__TASK DIRECTIONS__: In the life's reflections text, at what age did the speaker's mother begin walking five miles a day?

__PROVIDED PASSAGE__:
--------------------------------

Some of Life's Reflections

~Never raise your hands to your kids. It leaves your groin unprotected.

~I'm not into working out. My philosophy is no pain, no pain.

~I'm in shape. Round is a shape.

~I'm desperately trying to figure out why Kamikaze pilots wore helmets.

~Ever notice when you blow in a dog's face he gets mad at you, but when you
take him in a car he sticks his head out the window?

~Ever notice that anyone going slower than you is an idiot,
but anyone going faster is a maniac?

~You have to stay in shape. My mother started walking five miles a day when she
was 60. She's 97 now and we have no idea where she is.

~I have six locks on my door, all in a row. When I go out, I lock every second one.
I figure no matter how long somebody stands there picking the locks,
they will always be locking three of them.

~One out of every three Americans is suffering from some form of
mental illness. Think of two of your best friends.
If they are OK, then it must be you.

--------------------------------

__COLLECTED MATERIAL__:
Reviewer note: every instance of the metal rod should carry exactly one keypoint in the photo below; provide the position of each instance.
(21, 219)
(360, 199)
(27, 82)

--------------------------------

__PROBLEM SOLUTION__: At 60.